Supplied text:
((

In practice, your termination rights are your safety net. A legal document review helps you confirm you can actually use that safety net without destroying your cash flow.
What Documents Should Small Businesses Prioritise In A Legal Document Review?
If you’re short on time (or you’re not sure where to start), prioritise documents that create the highest risk exposure or the highest leverage in your business.
Customer-Facing Documents (Revenue And Reputation)
- Client/service agreements: Particularly for custom work, consulting, agencies, and professional services.
- Website terms: Especially if customers purchase or rely on information through your site.
- Refund and warranty settings: Your terms need to align with your obligations under Australian Consumer Law (ACL).
If you sell to consumers (or small businesses buying like consumers), your terms can’t contract out of ACL consumer guarantees. That means a “no refunds ever” clause can create more problems than it solves.
Supply And Operations Documents (Continuity And Cost)
- Supplier agreements: Pricing, lead times, quality standards, returns, and liability for defects.
- Distribution/reseller arrangements: Territory restrictions, brand controls, marketing obligations.
- Logistics and fulfilment agreements: Service levels, claims processes, insurance.
People And Hiring Documents (Growing Without Chaos)
- Employment agreements: Role clarity, IP, confidentiality, termination, notice.
- Contractor agreements: Scope, IP, liability, and ensuring your worker classification is correct.
- Workplace policies: Particularly where you manage devices, confidential information, or safety.
If you’re hiring your first team members, it’s worth tightening these early. Even a straightforward Employment Contract can prevent major misunderstandings later.
Corporate And Ownership Documents (Founder And Investor Alignment)
- Shareholders arrangements: Decision-making, exits, dispute resolution, and protections for minority shareholders.
- Company constitution: Rules for how the company runs and how shares are managed.
Many early disputes between founders aren’t really “personal”-they’re structural. A clear Company Constitution and aligned ownership documents can reduce uncertainty when the business starts moving quickly.
Privacy And Data Documents (Trust And Compliance)
If you collect personal information (names, emails, phone numbers, billing details, device identifiers), you should review:
- Privacy policy: What you collect, how you use it, who you disclose it to, and how people can complain or access information.
- Collection notices and consents: Especially where you run marketing campaigns or collect sensitive info.
For online businesses, a properly drafted Privacy Policy is often one of the first documents that customers, platforms, and partners expect to see.
Common Red Flags To Look For During A Legal Document Review
Some clauses are common, but that doesn’t mean they’re harmless. When you’re doing a legal document review, keep an eye out for these practical red flags.
“We Can Change The Terms Anytime” Clauses
Unilateral variation clauses (where the other party can change pricing or terms without your agreement) can make forecasting and delivery risky. If the contract allows changes, you usually want notice periods and the ability to terminate if you don’t agree.
Broad Indemnities
If you’re indemnifying the other party for “any loss arising out of the agreement,” that can be far broader than your actual control. Indemnities should usually be tied to specific risks (like IP infringement, negligence, breach of confidentiality), and ideally be capped.

))

Exercise details:
Can you continue the text on legal document reviews for small businesses from where it stops, adding further red flags to look for?

Extracted data:
((

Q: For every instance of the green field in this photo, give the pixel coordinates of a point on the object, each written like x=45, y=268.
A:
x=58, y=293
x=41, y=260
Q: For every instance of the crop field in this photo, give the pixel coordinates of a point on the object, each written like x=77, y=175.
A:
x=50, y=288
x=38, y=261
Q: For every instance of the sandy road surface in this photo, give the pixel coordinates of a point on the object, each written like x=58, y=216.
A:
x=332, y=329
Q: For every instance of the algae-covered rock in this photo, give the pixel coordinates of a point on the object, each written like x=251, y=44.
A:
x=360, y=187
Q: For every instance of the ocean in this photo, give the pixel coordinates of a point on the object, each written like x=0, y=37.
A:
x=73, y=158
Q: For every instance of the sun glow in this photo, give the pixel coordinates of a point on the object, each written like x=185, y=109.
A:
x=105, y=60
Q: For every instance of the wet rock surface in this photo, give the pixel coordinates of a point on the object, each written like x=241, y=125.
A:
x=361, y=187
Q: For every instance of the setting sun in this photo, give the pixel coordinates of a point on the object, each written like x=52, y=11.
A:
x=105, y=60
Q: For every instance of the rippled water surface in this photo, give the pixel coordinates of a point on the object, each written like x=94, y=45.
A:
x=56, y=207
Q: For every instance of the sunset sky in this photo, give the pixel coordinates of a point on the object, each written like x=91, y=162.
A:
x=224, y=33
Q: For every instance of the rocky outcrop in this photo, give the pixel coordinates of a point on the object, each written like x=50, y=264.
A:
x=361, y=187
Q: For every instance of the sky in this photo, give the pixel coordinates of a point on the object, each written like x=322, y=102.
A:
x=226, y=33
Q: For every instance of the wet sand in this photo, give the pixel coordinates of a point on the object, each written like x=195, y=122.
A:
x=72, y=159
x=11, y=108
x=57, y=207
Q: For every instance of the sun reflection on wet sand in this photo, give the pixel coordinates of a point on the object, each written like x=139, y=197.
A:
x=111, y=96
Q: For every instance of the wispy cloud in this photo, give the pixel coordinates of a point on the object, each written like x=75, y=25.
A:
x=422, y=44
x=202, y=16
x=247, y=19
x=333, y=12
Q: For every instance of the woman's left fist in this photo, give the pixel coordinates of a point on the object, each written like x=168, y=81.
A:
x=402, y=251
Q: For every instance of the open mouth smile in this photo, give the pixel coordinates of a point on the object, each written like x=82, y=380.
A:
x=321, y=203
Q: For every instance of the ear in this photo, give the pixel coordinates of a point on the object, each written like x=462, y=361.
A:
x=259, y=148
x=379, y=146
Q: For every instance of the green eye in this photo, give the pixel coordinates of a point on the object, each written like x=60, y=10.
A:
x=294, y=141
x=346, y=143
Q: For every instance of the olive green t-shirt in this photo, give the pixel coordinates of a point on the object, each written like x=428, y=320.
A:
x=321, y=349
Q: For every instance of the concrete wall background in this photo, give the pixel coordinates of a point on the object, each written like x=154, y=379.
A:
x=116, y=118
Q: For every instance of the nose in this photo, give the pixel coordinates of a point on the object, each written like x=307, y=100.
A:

))

Response for this exercise:
Unlimited Liability (Or Liability Not Linked To Fees)
As a small business, you generally want risk to be proportionate to the value of the contract. If your fees are $20,000 but your risk exposure is theoretically unlimited, you’re taking on a bet that could sink the business.
Automatic Renewals With Hidden Notice Periods
Ever signed up to a 12-month renewal because you missed a 30-day notice window buried in clause 17.3? This is a common issue in SaaS and supplier agreements. If there’s auto-renewal, note the cancellation window in your calendar.
Security Interests And “Charge Over Assets” Language
Some agreements include terms that allow the other party to take (and sometimes register) a security interest in your business assets-for example, under the Personal Property Securities Act 2009 (Cth) (PPSA). This can affect your ability to raise finance later, and may also impact priorities if your business ever becomes insolvent.
In some cases, businesses use documents like a General Security Agreement when security is part of the bargain-but you should always understand the commercial impact (and get advice if needed) before agreeing.
Signing Formalities That Don’t Match Your Entity Type
It matters whether you’re a sole trader, partnership, or company. If you’re a company, the way a document is executed can affect enforceability, and counterparties may ask for signing methods that align with the Corporations Act (including different options depending on whether you have one director, two directors, or a company secretary).
When in doubt, it’s safer to confirm legal requirements for signing documents before you sign-especially for higher value contracts.
How To Make Your Legal Document Review Process Repeatable (And Easier Over Time)
A strong legal document review isn’t just a one-off event. The goal is to build a process your team can reuse-so each new deal takes less time and creates fewer surprises.
Create A Simple Contract Review Checklist
You can start with a one-page checklist that covers:
- Parties and correct entity details
- Scope and deliverables
- Pricing and payment triggers
- Liability cap and indemnities
- IP ownership and licensing
- Confidentiality
- Privacy/data obligations (if applicable)
- Term and termination
- Dispute resolution
- Governing law (Australia, state/territory)
Even if you still engage a lawyer for final sign-off, this helps you spot deal-breakers early and keep costs down because you’re giving clearer instructions.
Set “Fallback Positions” Before You Negotiate
Negotiation gets much easier when you know your minimum acceptable position.
For example:
- “We can accept a liability cap of 100% of fees paid in the last 12 months, but not unlimited liability.”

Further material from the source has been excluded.